### Task statement
Format the lines below as a two-column CSV with the headers input and output. Make one row for each run of lines from "Given" through "Then", with that run's text in input and the coordinates after it in output. Quote each field and replace line breaks with spaces.
──────────
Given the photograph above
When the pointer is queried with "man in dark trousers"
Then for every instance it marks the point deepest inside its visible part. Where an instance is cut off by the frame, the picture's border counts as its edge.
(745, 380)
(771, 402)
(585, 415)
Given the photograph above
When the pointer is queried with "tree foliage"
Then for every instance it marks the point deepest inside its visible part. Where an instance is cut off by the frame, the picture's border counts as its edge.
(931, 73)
──────────
### Task result
input,output
"Given the photograph above When the pointer is queried with ""man in dark trousers"" Then for every instance it marks the point deepest inside its visible part. Where an instance is cut off by the frame, the picture's border counts as its edge.","(745, 380) (771, 402) (585, 415)"
"Given the photograph above When the pointer is queried with ""tree foliage"" Then for every instance it marks the point deepest inside its visible part. Where an instance is cut off by the frame, the picture's border counts as its edge.","(931, 73)"